[Point localization data]
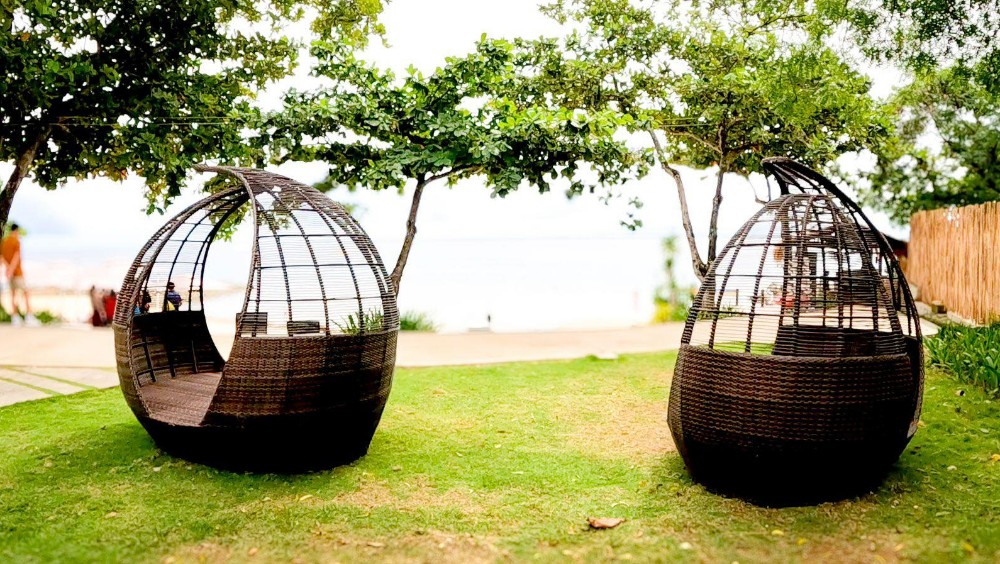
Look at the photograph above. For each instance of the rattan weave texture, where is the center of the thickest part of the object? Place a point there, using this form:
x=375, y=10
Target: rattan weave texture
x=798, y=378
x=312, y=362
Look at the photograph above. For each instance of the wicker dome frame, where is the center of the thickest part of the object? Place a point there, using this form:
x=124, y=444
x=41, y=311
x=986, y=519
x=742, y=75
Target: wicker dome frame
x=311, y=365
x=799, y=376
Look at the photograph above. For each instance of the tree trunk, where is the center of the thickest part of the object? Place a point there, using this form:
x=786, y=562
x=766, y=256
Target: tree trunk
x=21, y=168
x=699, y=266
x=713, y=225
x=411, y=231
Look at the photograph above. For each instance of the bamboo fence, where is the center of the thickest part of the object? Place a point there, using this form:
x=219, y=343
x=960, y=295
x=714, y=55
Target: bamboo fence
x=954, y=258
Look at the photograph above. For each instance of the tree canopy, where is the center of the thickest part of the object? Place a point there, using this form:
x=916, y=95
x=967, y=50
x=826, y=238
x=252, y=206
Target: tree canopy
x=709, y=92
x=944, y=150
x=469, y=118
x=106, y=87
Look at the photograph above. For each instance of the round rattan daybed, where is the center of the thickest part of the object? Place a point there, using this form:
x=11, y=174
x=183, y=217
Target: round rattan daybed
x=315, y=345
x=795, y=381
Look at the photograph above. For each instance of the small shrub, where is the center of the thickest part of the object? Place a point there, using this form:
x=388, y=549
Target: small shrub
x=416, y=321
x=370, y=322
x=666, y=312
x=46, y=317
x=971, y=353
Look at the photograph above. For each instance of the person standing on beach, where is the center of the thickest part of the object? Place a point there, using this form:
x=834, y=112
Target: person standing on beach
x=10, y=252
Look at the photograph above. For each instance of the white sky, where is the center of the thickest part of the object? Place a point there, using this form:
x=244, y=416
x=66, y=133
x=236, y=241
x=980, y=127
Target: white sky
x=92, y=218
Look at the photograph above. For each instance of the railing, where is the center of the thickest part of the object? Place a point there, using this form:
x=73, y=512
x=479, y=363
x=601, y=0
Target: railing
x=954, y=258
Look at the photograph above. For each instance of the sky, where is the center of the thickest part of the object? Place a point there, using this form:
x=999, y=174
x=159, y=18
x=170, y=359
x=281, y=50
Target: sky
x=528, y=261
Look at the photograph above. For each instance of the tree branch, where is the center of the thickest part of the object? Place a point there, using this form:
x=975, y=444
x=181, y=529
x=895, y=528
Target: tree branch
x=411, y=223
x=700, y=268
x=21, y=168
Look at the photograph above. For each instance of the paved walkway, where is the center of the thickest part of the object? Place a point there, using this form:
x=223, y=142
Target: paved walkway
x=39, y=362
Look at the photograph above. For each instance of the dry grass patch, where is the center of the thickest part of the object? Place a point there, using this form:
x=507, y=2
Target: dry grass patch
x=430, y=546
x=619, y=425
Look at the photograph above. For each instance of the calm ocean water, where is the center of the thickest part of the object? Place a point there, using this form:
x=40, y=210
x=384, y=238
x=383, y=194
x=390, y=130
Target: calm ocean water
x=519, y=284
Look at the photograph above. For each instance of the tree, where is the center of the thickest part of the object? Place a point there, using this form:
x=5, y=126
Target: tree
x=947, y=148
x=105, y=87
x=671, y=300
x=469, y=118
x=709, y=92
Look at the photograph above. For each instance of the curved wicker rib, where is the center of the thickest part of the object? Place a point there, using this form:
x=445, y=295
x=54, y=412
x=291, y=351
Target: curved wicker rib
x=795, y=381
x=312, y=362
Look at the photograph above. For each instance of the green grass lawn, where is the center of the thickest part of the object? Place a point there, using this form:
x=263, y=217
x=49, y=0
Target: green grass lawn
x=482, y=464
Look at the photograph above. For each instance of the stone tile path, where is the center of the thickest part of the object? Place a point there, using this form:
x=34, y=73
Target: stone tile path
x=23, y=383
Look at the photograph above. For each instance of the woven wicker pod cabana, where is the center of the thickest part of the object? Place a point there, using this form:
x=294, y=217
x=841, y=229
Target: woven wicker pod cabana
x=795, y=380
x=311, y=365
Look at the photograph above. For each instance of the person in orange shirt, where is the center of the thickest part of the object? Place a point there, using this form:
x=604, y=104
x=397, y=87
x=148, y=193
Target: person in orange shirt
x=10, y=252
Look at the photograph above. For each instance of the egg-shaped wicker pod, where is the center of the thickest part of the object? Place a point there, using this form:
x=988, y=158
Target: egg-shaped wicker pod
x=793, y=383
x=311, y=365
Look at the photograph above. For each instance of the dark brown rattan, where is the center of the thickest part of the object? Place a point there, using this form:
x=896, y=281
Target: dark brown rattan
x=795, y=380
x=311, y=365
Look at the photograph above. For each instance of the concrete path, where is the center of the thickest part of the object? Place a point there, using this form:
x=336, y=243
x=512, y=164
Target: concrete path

=== Work order ===
The word "concrete" may appear in several lines of the data; copy every line where it does.

=== Exercise solution ===
Look at the photograph above. For each instance of the concrete path, where is the center of the thickest part of the object? Place a point there, using this form:
Target: concrete path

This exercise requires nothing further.